■ Exercise description: Output each record below exactly, leaving any picture out of the copy.

■ Information shown:
◆ ◆ ◆

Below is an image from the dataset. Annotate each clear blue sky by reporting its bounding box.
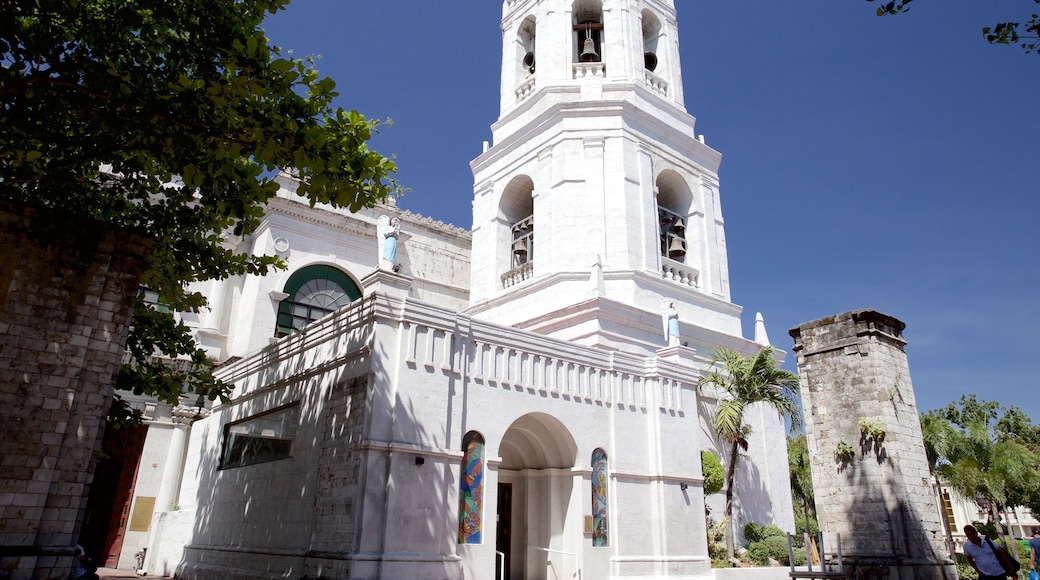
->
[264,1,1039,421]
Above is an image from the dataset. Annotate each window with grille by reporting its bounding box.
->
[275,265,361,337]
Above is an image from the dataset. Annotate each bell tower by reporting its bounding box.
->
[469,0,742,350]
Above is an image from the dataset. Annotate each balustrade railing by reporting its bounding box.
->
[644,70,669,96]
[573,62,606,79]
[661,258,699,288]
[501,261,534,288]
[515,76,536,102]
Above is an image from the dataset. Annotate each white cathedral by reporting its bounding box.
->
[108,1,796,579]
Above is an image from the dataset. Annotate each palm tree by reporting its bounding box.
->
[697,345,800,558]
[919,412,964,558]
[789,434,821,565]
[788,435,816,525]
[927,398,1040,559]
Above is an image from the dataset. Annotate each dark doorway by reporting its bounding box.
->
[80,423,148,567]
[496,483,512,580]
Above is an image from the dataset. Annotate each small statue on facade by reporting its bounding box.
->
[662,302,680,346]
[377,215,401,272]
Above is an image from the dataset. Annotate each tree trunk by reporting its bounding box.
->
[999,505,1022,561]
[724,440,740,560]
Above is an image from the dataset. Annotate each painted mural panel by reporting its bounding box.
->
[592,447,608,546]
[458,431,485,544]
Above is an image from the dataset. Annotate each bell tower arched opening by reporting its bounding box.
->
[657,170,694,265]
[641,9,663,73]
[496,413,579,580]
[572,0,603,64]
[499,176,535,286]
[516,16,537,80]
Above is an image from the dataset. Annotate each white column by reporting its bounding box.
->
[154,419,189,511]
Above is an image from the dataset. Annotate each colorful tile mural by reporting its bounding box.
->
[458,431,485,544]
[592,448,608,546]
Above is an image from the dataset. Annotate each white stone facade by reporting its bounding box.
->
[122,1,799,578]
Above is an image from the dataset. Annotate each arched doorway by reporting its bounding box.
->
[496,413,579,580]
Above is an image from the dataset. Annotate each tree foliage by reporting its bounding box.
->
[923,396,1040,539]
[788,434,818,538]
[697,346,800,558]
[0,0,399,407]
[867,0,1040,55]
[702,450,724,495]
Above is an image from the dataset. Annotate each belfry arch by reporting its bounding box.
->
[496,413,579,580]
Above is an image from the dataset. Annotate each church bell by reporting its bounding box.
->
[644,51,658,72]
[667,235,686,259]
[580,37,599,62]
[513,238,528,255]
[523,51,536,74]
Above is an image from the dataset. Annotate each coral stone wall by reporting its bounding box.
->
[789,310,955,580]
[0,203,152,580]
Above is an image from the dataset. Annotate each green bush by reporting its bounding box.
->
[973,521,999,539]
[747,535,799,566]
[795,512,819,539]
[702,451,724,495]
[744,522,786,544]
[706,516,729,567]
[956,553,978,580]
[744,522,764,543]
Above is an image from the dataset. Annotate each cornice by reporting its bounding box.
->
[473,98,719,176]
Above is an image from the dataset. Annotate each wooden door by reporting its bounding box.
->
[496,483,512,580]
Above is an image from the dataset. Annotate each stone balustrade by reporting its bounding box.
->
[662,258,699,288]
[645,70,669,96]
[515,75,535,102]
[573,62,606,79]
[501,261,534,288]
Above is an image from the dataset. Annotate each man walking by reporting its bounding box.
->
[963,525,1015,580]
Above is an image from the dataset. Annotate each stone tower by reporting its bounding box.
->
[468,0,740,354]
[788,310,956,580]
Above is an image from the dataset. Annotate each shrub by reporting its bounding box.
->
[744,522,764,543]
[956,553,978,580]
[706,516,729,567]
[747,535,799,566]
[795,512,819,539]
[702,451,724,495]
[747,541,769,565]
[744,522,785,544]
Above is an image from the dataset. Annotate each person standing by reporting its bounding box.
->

◆ ◆ ◆

■ Result:
Below is an image from the dataset. Annotate each clear blue sky by reporting its bounding box.
->
[264,1,1039,421]
Above is an image from the dataset. Annotate each window with grille by reporting its bounding box.
->
[275,265,361,337]
Above is an image from the dataset. Annotate each bell tower by reporting its bounding box.
->
[469,0,742,350]
Above is an image from the dataset. Annotate each balustrade railing by reporting its bounding box.
->
[644,70,669,96]
[573,62,606,79]
[661,258,699,288]
[501,261,534,288]
[515,76,536,102]
Above is an image from the dataset. Annotate each white cathedral by reporting its bounding box.
->
[108,1,796,579]
Above is an image from the dataset. Annotate each palm tree by reporting its bounding box.
->
[697,345,800,558]
[919,412,964,558]
[789,434,821,565]
[788,435,816,525]
[927,398,1040,559]
Above is an image from the dataset. Annotate each dark doorway by reporting its bounding box.
->
[80,423,148,567]
[496,483,512,580]
Above is an image from the dataset. Annotate each small statue on facade by reporting its bounding box.
->
[662,302,680,346]
[377,215,401,272]
Above is an image from the dataset. Annotate each tree trunk by reporting its bounding box.
->
[999,505,1022,561]
[724,440,740,560]
Above is an image from the dataset. Annotate each painted mural panel by reporting its bounding box.
->
[592,447,608,546]
[458,431,485,544]
Above is an image from the dataset. Annotate each bell tower arched opening by reporting its bounding box.
->
[657,170,694,265]
[641,9,663,73]
[496,413,579,580]
[572,0,603,64]
[499,176,535,286]
[516,16,537,80]
Above is an image from the dataset. Annotate each white column by reporting its bounding box.
->
[154,419,189,511]
Above is an image from the dataset. Annotate each colorful tile mural by reporting its bounding box.
->
[458,431,485,544]
[592,448,608,546]
Above is an image from the dataset. Annotate each white stone facade by reporting its bounding box.
->
[122,1,799,578]
Above is an image from the dataset. Annotate each arched doorway by reporting its bounding box.
->
[496,413,579,580]
Above is an image from the dataset. Annotate each tree foliage by reporting its bounding box.
->
[923,396,1040,539]
[788,434,818,538]
[697,346,800,558]
[0,0,399,407]
[867,0,1040,55]
[702,450,724,495]
Above is an image from the dataset. Annotate each belfry arch by reporting its bounding box.
->
[496,413,579,580]
Above is an image from the dataset. Annotate each church bell by reporting its bounding box.
->
[644,51,658,72]
[667,235,686,259]
[580,37,599,62]
[513,238,528,255]
[523,51,536,74]
Above is an image from the dataset. Annotate each coral stone wall by reporting its bounding box.
->
[789,310,955,580]
[0,203,152,580]
Above is an image from the dataset. Annotate each green bush by reporting its bounding box.
->
[973,521,999,539]
[747,535,799,566]
[795,512,819,539]
[702,451,724,495]
[744,522,786,544]
[706,516,729,567]
[956,553,978,580]
[744,522,764,543]
Above is an image from the dataset. Annotate each cornice by reporting its bounding box.
->
[473,98,719,176]
Above is an image from the dataset. Annotate each wooden door by reporting its bounding box.
->
[496,483,512,580]
Above is an image from the dataset. Annotate each stone balustrade by reporting its bounding box.
->
[662,258,699,288]
[645,70,669,96]
[515,75,535,102]
[573,62,606,79]
[501,261,534,288]
Above is an image from the dataset. Annotate each man walking by reporting its bounding box.
->
[963,525,1015,580]
Above is an image from the dataset. Annotate each stone tower by reporting its bounding box.
->
[468,0,740,354]
[788,310,956,580]
Above is an image from the dataset. Annotate each shrub by reporting its bounding box.
->
[744,522,764,543]
[956,553,978,580]
[706,516,729,567]
[747,535,799,566]
[795,512,819,539]
[702,451,724,495]
[747,541,769,565]
[744,522,785,544]
Above is an image from the dataset. Annotate each person standing by reporting its bounding box.
->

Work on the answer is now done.